• **Texto analizado**
◆ ◆ ◆ ◆ ◆ ◆ ◆
Entre los que se quedan, el mensaje es igual de claro: no hay espacio para la complacencia. “Está también la ambición de los que estamos aquí y todavía queremos estar aquí y seguir ganando. Ellos se unen llenos de ambición y con todos los sueños del mundo. La mezcla de todo eso hace que funcione”.

De Guardiola a Maresca: la casa cambia de manos

El cambio no se limita al césped. La figura más influyente de la última década en el club ya no está. Pep Guardiola se marchó al final de la pasada temporada tras diez años al mando. Un vacío enorme.

Para Dias, no fue un simple relevo. “No fue un momento fácil para el club”, reconoce. Pero el portugués considera que el sustituto encajaba a la perfección: Enzo Maresca, antiguo asistente de Guardiola en el Etihad antes de sus etapas en Leicester City y Chelsea.

Maresca no llega a un entorno desconocido. “Era la persona perfecta para el trabajo” porque “conocía la casa tan bien”, sostiene Dias. Esa familiaridad ha suavizado la transición en un vestuario que, pese a los cambios, ha arrancado la temporada con paso firme.
◆ ◆ ◆ ◆ ◆ ◆ ◆
• **Registros almacenados**
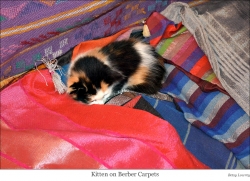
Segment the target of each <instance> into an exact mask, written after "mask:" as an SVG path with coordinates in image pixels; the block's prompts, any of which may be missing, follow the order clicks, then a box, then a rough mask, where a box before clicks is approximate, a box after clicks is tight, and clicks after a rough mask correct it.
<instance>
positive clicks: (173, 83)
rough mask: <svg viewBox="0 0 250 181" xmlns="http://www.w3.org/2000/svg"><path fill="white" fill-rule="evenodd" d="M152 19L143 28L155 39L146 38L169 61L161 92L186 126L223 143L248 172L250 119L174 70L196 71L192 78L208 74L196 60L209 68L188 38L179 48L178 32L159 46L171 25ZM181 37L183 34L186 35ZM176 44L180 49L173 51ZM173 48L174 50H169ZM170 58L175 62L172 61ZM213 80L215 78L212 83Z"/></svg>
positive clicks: (210, 71)
mask: <svg viewBox="0 0 250 181" xmlns="http://www.w3.org/2000/svg"><path fill="white" fill-rule="evenodd" d="M153 15H154V16H153V17H149V19H151V20H150V21H151V22H153V24H151V23H150V21H147V24H148V27H149V30H150V32H151V33H152V32H155V33H156V34H157V36H152V37H150V38H151V39H150V42H155V41H156V42H158V44H156V45H155V46H156V47H158V51H161V50H164V51H165V53H163V57H168V58H172V59H170V61H172V65H170V64H166V69H167V80H166V82H165V83H164V85H163V89H162V90H161V92H162V93H166V94H170V95H172V96H173V97H175V100H176V102H177V103H178V105H179V106H180V108H181V110H182V111H183V112H184V116H185V118H186V119H187V120H188V121H189V122H190V123H192V124H193V125H195V126H197V127H198V128H199V129H201V130H203V131H204V132H205V133H207V134H208V135H210V136H211V137H213V138H215V139H217V140H219V141H221V142H222V143H224V144H225V146H226V147H227V148H229V149H230V150H231V151H232V152H233V153H234V154H235V156H236V158H237V159H239V160H240V161H241V162H242V164H243V165H244V166H245V167H247V168H248V167H249V166H250V165H249V157H250V154H249V153H250V145H249V139H250V136H249V132H250V122H249V120H250V118H249V116H248V114H247V113H246V112H245V111H244V110H243V108H241V107H240V106H239V105H238V104H237V102H236V101H235V100H234V99H232V98H231V97H229V96H228V95H226V94H224V93H222V92H220V91H219V90H220V89H221V88H219V89H218V90H211V91H203V88H202V87H200V86H199V85H198V84H197V83H196V82H194V81H193V80H191V79H190V78H189V77H188V76H187V75H186V74H185V73H183V71H181V69H179V68H177V67H175V64H176V65H177V66H180V67H181V68H182V69H184V70H186V71H191V70H194V69H198V70H199V69H200V70H201V71H197V73H195V72H192V71H191V73H192V74H194V75H196V76H198V75H201V74H200V72H203V74H211V70H210V69H207V68H205V71H202V68H203V67H200V66H201V64H200V63H199V62H200V59H202V61H203V62H204V63H203V64H204V65H207V67H211V66H210V65H209V62H208V59H207V57H206V55H205V54H204V53H203V52H202V50H201V49H200V48H199V47H198V46H197V43H196V42H195V41H191V42H189V40H190V39H192V38H191V37H189V38H188V39H186V40H185V39H184V40H183V39H182V40H180V41H181V42H182V43H181V44H180V43H179V42H178V37H180V36H182V38H183V36H185V35H183V34H180V33H179V32H178V29H176V32H175V33H176V34H174V32H173V29H171V33H172V37H171V38H172V41H170V42H168V44H167V45H168V46H166V43H165V44H164V43H163V44H162V43H161V42H164V41H165V42H167V41H168V39H167V40H164V39H163V40H162V41H161V38H162V37H163V38H164V37H165V36H163V35H166V34H168V31H169V30H168V29H167V28H166V26H165V25H166V24H171V23H170V22H172V21H170V20H168V19H166V18H164V17H163V16H162V15H160V14H159V13H154V14H153ZM172 23H173V22H172ZM177 26H178V25H177ZM166 31H167V32H166ZM184 33H185V34H186V32H184ZM159 37H160V38H159ZM173 39H174V40H173ZM176 44H179V45H180V46H179V47H178V46H177V47H176ZM187 45H189V46H187ZM173 47H175V49H172V48H173ZM190 47H191V48H190ZM168 48H169V49H168ZM171 50H172V52H171ZM182 55H183V56H182ZM174 57H178V58H176V59H175V58H174ZM202 57H205V58H202ZM205 61H206V62H205ZM180 62H181V63H180ZM200 78H201V77H200ZM216 79H217V78H216V77H215V78H214V80H216ZM208 80H209V79H208ZM210 81H211V79H210ZM210 83H213V84H215V83H216V85H217V86H219V84H217V83H218V82H213V81H211V82H210ZM226 91H227V89H226Z"/></svg>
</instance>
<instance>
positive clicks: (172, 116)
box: [139, 96, 244, 169]
mask: <svg viewBox="0 0 250 181" xmlns="http://www.w3.org/2000/svg"><path fill="white" fill-rule="evenodd" d="M143 98H145V100H146V101H148V102H149V103H150V104H151V106H152V108H153V109H154V110H156V111H157V112H158V113H159V114H160V117H162V118H163V119H164V120H167V121H168V122H169V123H170V124H171V125H172V126H174V128H175V129H176V131H177V132H178V134H179V135H180V138H181V140H182V142H183V144H184V145H185V147H186V148H187V149H188V150H189V151H190V152H191V153H192V154H194V155H195V157H196V158H198V159H199V160H200V161H201V162H202V163H204V164H206V165H207V166H209V167H210V168H213V169H242V168H244V166H243V165H242V164H241V162H240V161H239V160H238V159H236V157H235V156H234V155H233V153H232V152H230V151H229V150H228V149H227V148H226V147H225V145H224V144H223V143H221V142H219V141H217V140H215V139H213V138H211V137H210V136H208V135H206V134H204V132H203V131H201V130H200V129H198V128H197V127H195V126H193V125H192V124H190V123H189V122H188V121H187V120H186V119H185V117H184V114H183V112H180V111H178V110H177V109H176V108H175V105H174V103H172V102H166V101H162V100H158V99H154V98H151V97H149V96H143ZM143 105H145V102H143ZM141 107H145V106H141ZM139 108H140V107H139ZM140 109H142V108H140ZM147 110H149V109H147ZM151 113H152V112H151ZM155 115H156V114H155ZM197 138H199V139H197Z"/></svg>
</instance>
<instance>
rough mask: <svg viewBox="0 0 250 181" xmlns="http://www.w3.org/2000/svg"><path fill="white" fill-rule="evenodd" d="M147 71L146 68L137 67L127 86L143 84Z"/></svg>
mask: <svg viewBox="0 0 250 181" xmlns="http://www.w3.org/2000/svg"><path fill="white" fill-rule="evenodd" d="M148 71H149V69H148V68H147V67H139V68H138V70H137V71H136V72H135V73H134V74H133V75H132V76H131V77H130V78H129V80H128V84H130V85H138V84H142V83H144V82H145V79H146V76H147V74H148Z"/></svg>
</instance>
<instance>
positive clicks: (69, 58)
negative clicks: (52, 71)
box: [56, 47, 75, 66]
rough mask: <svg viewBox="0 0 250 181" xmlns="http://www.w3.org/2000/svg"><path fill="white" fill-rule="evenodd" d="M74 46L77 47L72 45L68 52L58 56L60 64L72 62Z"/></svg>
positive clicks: (58, 61) (58, 58)
mask: <svg viewBox="0 0 250 181" xmlns="http://www.w3.org/2000/svg"><path fill="white" fill-rule="evenodd" d="M74 48H75V47H72V48H71V49H69V50H68V51H67V52H66V53H64V54H63V55H61V56H59V57H57V58H56V59H57V61H58V65H60V66H63V65H66V64H69V63H70V62H71V58H72V54H73V50H74Z"/></svg>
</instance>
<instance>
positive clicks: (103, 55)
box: [84, 48, 107, 62]
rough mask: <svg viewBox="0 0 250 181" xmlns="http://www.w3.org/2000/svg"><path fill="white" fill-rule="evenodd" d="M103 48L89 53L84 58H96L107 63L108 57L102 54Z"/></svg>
mask: <svg viewBox="0 0 250 181" xmlns="http://www.w3.org/2000/svg"><path fill="white" fill-rule="evenodd" d="M100 49H101V48H95V49H93V50H90V51H87V52H86V53H85V54H84V56H93V57H96V58H97V59H98V60H100V61H101V62H106V60H107V56H105V55H104V54H103V53H101V52H100Z"/></svg>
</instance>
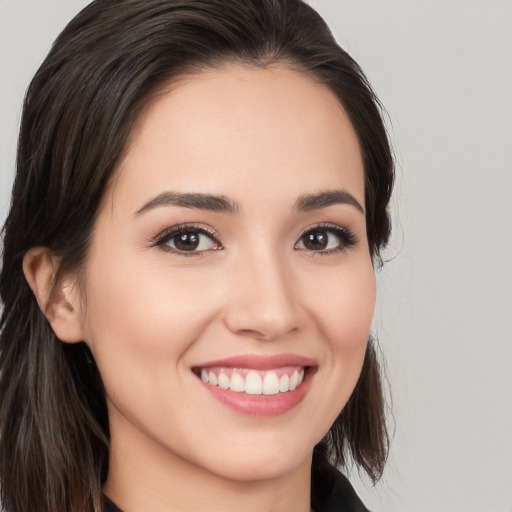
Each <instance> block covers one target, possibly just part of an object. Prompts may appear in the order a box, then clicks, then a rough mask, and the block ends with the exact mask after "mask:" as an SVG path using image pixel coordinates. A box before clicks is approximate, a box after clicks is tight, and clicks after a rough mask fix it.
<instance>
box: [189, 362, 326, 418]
mask: <svg viewBox="0 0 512 512" xmlns="http://www.w3.org/2000/svg"><path fill="white" fill-rule="evenodd" d="M317 369H318V366H317V362H316V361H314V360H312V359H309V358H306V357H302V356H297V355H294V354H280V355H276V356H257V355H247V356H236V357H231V358H228V359H223V360H218V361H209V362H208V363H204V364H201V365H198V366H195V367H194V368H192V371H193V373H194V374H195V375H196V377H197V379H198V381H199V383H200V384H202V386H203V387H204V389H205V390H206V391H208V394H209V395H210V396H211V397H213V398H214V399H216V400H217V401H218V402H220V403H221V404H223V405H224V406H227V407H228V408H229V409H231V410H233V411H235V412H237V413H241V414H244V415H252V416H267V417H268V416H278V415H280V414H284V413H286V412H288V411H291V410H292V409H294V408H295V407H296V406H298V405H299V404H300V403H301V402H302V400H303V399H304V398H305V397H306V395H307V393H308V391H309V388H310V387H311V382H312V380H313V378H314V375H315V373H316V371H317Z"/></svg>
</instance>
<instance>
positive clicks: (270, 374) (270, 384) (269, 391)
mask: <svg viewBox="0 0 512 512" xmlns="http://www.w3.org/2000/svg"><path fill="white" fill-rule="evenodd" d="M287 391H288V390H287ZM277 393H279V377H278V376H277V375H276V374H275V373H267V375H265V378H264V379H263V394H264V395H277Z"/></svg>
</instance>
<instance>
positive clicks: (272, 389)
mask: <svg viewBox="0 0 512 512" xmlns="http://www.w3.org/2000/svg"><path fill="white" fill-rule="evenodd" d="M305 371H306V368H304V367H300V366H287V367H282V368H277V369H274V370H267V371H262V370H253V369H248V368H233V369H227V368H220V367H210V368H208V369H206V368H202V369H201V370H200V376H201V380H202V381H203V382H204V383H207V384H211V385H212V386H217V387H219V388H220V389H230V390H231V391H234V392H236V393H246V394H248V395H277V394H278V393H286V392H288V391H293V390H294V389H295V388H296V387H297V386H299V385H300V384H301V383H302V381H303V379H304V374H305Z"/></svg>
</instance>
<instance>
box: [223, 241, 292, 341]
mask: <svg viewBox="0 0 512 512" xmlns="http://www.w3.org/2000/svg"><path fill="white" fill-rule="evenodd" d="M248 252H249V254H247V253H245V254H243V255H242V254H241V255H240V257H239V258H238V261H237V262H236V265H235V269H233V272H234V275H233V276H232V277H233V280H232V282H233V288H234V289H233V288H232V292H233V293H232V297H233V299H232V300H231V301H230V304H229V307H228V311H227V314H226V323H227V326H228V328H229V329H230V330H231V331H233V332H235V333H238V334H246V335H251V336H254V337H258V338H262V339H267V340H274V339H277V338H279V337H281V336H284V335H286V334H287V333H289V332H291V331H293V330H295V329H297V328H298V326H299V307H298V297H297V296H296V293H295V290H294V286H293V279H292V276H291V269H290V268H289V266H287V264H286V260H285V258H284V256H283V255H280V253H279V251H278V250H276V249H275V248H274V249H272V248H270V247H268V246H266V245H265V244H254V245H252V249H251V250H250V251H248Z"/></svg>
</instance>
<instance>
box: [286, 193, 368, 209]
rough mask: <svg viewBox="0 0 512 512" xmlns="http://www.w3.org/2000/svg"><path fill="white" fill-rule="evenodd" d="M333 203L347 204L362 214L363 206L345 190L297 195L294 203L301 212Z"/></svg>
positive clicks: (355, 198) (358, 201) (296, 207)
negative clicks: (301, 211)
mask: <svg viewBox="0 0 512 512" xmlns="http://www.w3.org/2000/svg"><path fill="white" fill-rule="evenodd" d="M333 204H349V205H351V206H354V207H355V208H356V210H358V211H359V212H360V213H362V214H363V215H364V208H363V207H362V206H361V203H360V202H359V201H358V200H357V199H356V198H355V197H354V196H353V195H352V194H350V192H347V191H346V190H329V191H327V192H319V193H318V194H307V195H304V196H301V197H299V199H298V200H297V202H296V203H295V208H296V209H297V210H299V211H302V212H308V211H311V210H320V209H321V208H327V207H328V206H331V205H333Z"/></svg>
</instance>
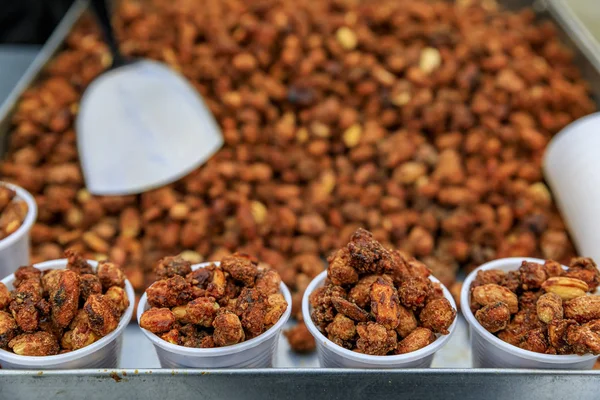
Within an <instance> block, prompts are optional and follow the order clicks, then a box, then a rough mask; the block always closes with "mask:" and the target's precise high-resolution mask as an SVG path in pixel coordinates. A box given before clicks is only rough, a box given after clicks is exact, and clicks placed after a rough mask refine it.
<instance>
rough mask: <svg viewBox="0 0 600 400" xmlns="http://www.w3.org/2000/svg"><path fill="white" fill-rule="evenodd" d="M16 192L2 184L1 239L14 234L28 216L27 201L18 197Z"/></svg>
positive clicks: (1, 199)
mask: <svg viewBox="0 0 600 400" xmlns="http://www.w3.org/2000/svg"><path fill="white" fill-rule="evenodd" d="M16 195H17V194H16V192H15V191H14V190H12V189H11V188H9V187H8V186H2V185H0V240H2V239H4V238H6V237H8V236H10V235H11V234H13V233H14V232H15V231H16V230H17V229H19V227H20V226H21V224H22V223H23V220H25V217H26V216H27V212H28V207H27V203H25V201H23V200H19V199H16V198H15V196H16Z"/></svg>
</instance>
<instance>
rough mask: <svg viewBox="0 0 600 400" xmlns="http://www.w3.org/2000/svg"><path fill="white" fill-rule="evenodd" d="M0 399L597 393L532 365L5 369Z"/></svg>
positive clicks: (69, 399) (364, 395)
mask: <svg viewBox="0 0 600 400" xmlns="http://www.w3.org/2000/svg"><path fill="white" fill-rule="evenodd" d="M0 388H1V389H0V398H3V399H11V400H21V399H46V398H60V399H63V400H70V399H80V398H82V397H85V399H86V400H95V399H99V400H106V399H117V398H118V399H128V400H131V399H165V400H167V399H169V400H170V399H189V398H198V399H203V400H207V399H246V400H252V399H257V400H263V399H270V398H276V399H280V400H284V399H311V400H314V399H319V398H325V399H342V400H347V399H352V398H360V399H383V398H390V399H421V398H440V399H447V400H452V399H461V400H462V399H485V400H495V399H499V400H500V399H521V398H527V399H528V400H537V399H563V398H576V399H578V400H587V399H590V400H591V399H597V398H598V375H597V374H595V373H593V372H569V371H558V372H557V371H553V372H546V371H531V370H494V369H489V370H468V369H450V370H447V369H443V370H442V369H440V370H436V369H421V370H419V369H417V370H391V371H389V370H387V371H385V372H383V373H382V371H378V370H338V369H327V370H315V369H296V370H291V369H289V370H285V369H282V370H274V369H263V370H255V371H252V372H250V373H249V372H248V371H245V370H218V371H215V370H212V371H200V370H176V371H173V370H167V369H164V370H131V369H129V370H116V371H108V370H105V371H98V370H83V371H62V372H59V371H52V372H43V373H36V372H26V373H23V372H18V371H5V372H4V373H2V374H0Z"/></svg>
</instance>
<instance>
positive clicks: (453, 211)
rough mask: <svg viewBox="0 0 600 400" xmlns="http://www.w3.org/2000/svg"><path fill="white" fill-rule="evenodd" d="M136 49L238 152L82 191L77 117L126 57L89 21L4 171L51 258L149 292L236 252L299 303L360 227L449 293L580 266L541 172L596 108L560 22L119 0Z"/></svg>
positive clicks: (31, 121)
mask: <svg viewBox="0 0 600 400" xmlns="http://www.w3.org/2000/svg"><path fill="white" fill-rule="evenodd" d="M114 23H115V25H116V28H117V30H118V36H119V39H120V45H121V50H122V51H123V52H124V53H125V54H126V55H128V56H131V57H136V58H137V57H140V58H142V57H147V58H151V59H156V60H160V61H163V62H165V63H167V64H168V65H170V66H171V67H172V68H174V69H175V70H177V71H179V72H181V73H182V74H183V75H184V76H186V77H187V78H188V79H189V80H190V81H191V83H192V84H193V85H194V86H195V87H196V88H197V89H198V91H199V92H200V93H201V94H202V96H203V97H204V99H205V100H206V102H207V104H208V106H209V108H210V109H211V111H212V112H213V114H214V115H215V117H216V119H217V121H218V122H219V125H220V126H221V128H222V131H223V134H224V137H225V145H224V147H223V148H222V149H221V150H220V151H219V152H218V153H217V154H216V155H215V156H214V157H212V158H211V159H210V160H209V161H208V162H207V163H206V164H205V165H203V166H201V167H200V168H198V169H197V170H195V171H194V172H192V173H190V174H189V175H188V176H186V177H184V178H182V179H181V180H179V181H178V182H176V183H174V184H171V185H168V186H166V187H163V188H161V189H157V190H154V191H151V192H148V193H144V194H142V195H139V196H111V197H96V196H92V195H90V193H89V192H87V191H86V190H85V187H84V182H83V179H82V174H81V170H80V165H79V159H78V155H77V149H76V143H75V132H74V126H73V120H74V118H75V117H76V115H77V111H78V102H79V99H80V96H81V94H82V92H83V90H84V89H85V87H86V85H87V84H88V83H89V82H90V81H91V80H92V79H93V78H94V77H95V76H97V75H98V74H99V73H101V72H102V71H103V70H105V69H106V68H107V67H108V66H109V65H110V63H111V58H110V55H109V52H108V49H107V47H106V46H105V45H104V44H103V42H102V39H101V36H100V35H99V32H98V30H97V28H96V27H95V25H93V24H92V23H91V22H90V20H87V21H82V23H80V24H79V25H78V26H77V27H76V28H75V30H74V31H73V32H72V33H71V34H70V35H69V36H68V38H67V41H66V47H65V48H64V49H63V50H62V51H61V52H59V53H58V54H57V56H56V57H55V59H54V60H53V61H52V63H51V64H50V65H49V67H48V68H47V69H46V71H45V73H44V74H43V76H42V77H41V78H40V79H39V80H38V81H37V82H36V83H35V84H34V85H33V87H32V88H30V89H29V90H27V91H26V93H25V94H24V95H23V96H22V98H21V101H20V102H19V104H18V106H17V109H16V112H15V114H14V117H13V119H12V128H11V133H10V143H9V151H8V154H7V155H6V158H5V161H4V162H2V164H1V166H0V172H1V173H2V176H3V177H6V178H7V179H9V180H11V181H14V182H16V183H18V184H19V185H21V186H23V187H24V188H26V189H27V190H28V191H30V192H31V193H33V194H34V195H35V198H36V200H37V203H38V205H39V217H38V222H37V224H36V225H35V226H34V227H33V230H32V232H31V237H32V241H33V255H34V260H35V261H40V260H48V259H55V258H58V257H60V255H61V254H62V251H63V250H64V249H65V248H71V249H74V250H76V251H78V252H81V253H82V254H84V255H85V256H86V257H92V258H95V259H98V260H102V259H105V258H110V259H111V260H114V261H115V262H116V263H118V264H121V265H123V266H124V267H125V270H126V273H127V275H128V277H129V279H130V281H131V282H132V284H133V285H134V286H135V287H136V288H137V289H138V291H139V290H143V289H144V288H145V287H146V286H147V285H148V284H149V283H151V282H153V281H154V279H155V278H154V277H153V276H152V273H151V270H152V267H153V265H155V263H156V262H157V260H159V259H161V258H162V257H164V256H167V255H170V254H171V255H172V254H179V253H181V252H183V253H182V256H183V257H185V258H186V259H187V260H189V261H191V262H194V263H195V262H200V261H203V260H219V259H221V258H222V257H223V256H226V255H228V254H230V253H232V252H234V251H240V252H243V253H247V254H250V255H252V256H254V257H256V258H257V259H259V260H262V261H264V262H265V263H267V264H269V265H271V266H273V267H274V268H276V269H277V271H278V272H279V273H280V275H281V277H282V279H283V281H284V282H285V283H286V284H287V285H288V286H289V287H290V289H292V290H293V291H294V292H295V294H294V301H293V304H294V305H295V306H296V308H295V311H296V312H295V315H296V316H299V313H298V311H299V308H298V304H299V299H301V297H302V292H303V291H304V289H305V288H306V285H307V284H308V282H310V280H311V279H312V278H313V277H314V276H315V275H316V274H317V273H318V272H319V270H320V269H321V268H322V265H321V264H320V260H321V259H323V258H324V257H327V256H329V255H330V253H331V252H332V251H333V250H334V249H336V248H340V247H341V246H343V245H344V240H345V239H346V238H347V237H349V236H350V235H351V234H352V233H353V232H354V231H355V230H356V229H357V228H359V227H364V228H366V229H368V230H370V231H371V232H373V235H374V237H375V238H376V239H377V240H378V241H379V242H381V243H382V244H383V245H384V246H385V247H387V248H398V249H400V250H402V251H403V252H406V253H407V254H411V255H413V256H415V257H418V258H419V260H421V261H423V262H424V263H425V264H426V265H427V266H428V267H430V268H431V269H432V271H433V273H434V275H435V276H436V277H438V278H439V279H440V280H441V281H442V282H443V283H445V284H446V285H447V286H449V287H450V285H451V284H452V282H453V281H454V279H455V274H456V272H457V270H458V268H459V267H460V266H463V267H467V268H471V267H473V266H478V265H480V264H482V263H484V262H486V261H489V260H492V259H495V258H501V257H508V256H534V257H540V258H548V259H555V260H558V261H561V262H568V260H569V259H570V258H571V257H572V256H574V249H573V246H572V244H571V241H570V239H569V237H568V235H567V233H566V230H565V225H564V223H563V221H562V219H561V218H560V216H559V214H558V212H557V210H556V208H555V205H554V202H553V199H552V196H551V194H550V192H549V190H548V188H547V186H546V184H545V183H544V181H543V177H542V173H541V159H542V154H543V152H544V149H545V146H546V144H547V143H548V141H549V140H550V138H551V137H552V136H553V135H554V134H556V133H557V132H558V131H559V130H560V129H561V128H562V127H564V126H565V125H566V124H568V123H570V122H571V121H573V120H574V119H576V118H579V117H581V116H583V115H586V114H589V113H591V112H593V111H594V110H595V105H594V103H593V101H592V99H591V98H590V94H589V87H588V85H587V84H586V83H585V82H584V81H583V80H582V79H581V77H580V73H579V70H578V68H577V67H576V66H575V64H574V62H573V57H572V54H571V53H570V52H569V51H568V50H567V49H565V48H564V47H563V46H562V45H561V44H560V41H559V38H558V36H557V32H556V29H555V28H554V26H553V25H552V23H551V22H548V21H543V22H542V21H540V22H538V21H535V16H534V13H533V11H532V10H527V9H526V10H523V11H520V12H512V11H504V10H502V9H500V7H498V6H497V5H496V3H495V1H494V0H481V1H479V0H458V1H456V2H449V1H448V2H447V1H429V0H363V1H360V0H356V1H345V0H283V1H279V0H277V1H276V0H222V1H206V2H198V1H196V0H147V1H141V0H139V1H138V0H123V1H121V2H119V6H118V7H117V8H116V15H115V18H114Z"/></svg>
◆ ◆ ◆ ◆ ◆ ◆ ◆
• **Enunciado del problema**
Indica cuántos años estuvo Pep Guardiola al mando del club según el texto sobre su relevo. Los registros proceden de otra fuente.

• **Recuadro de respuesta**
Diez años.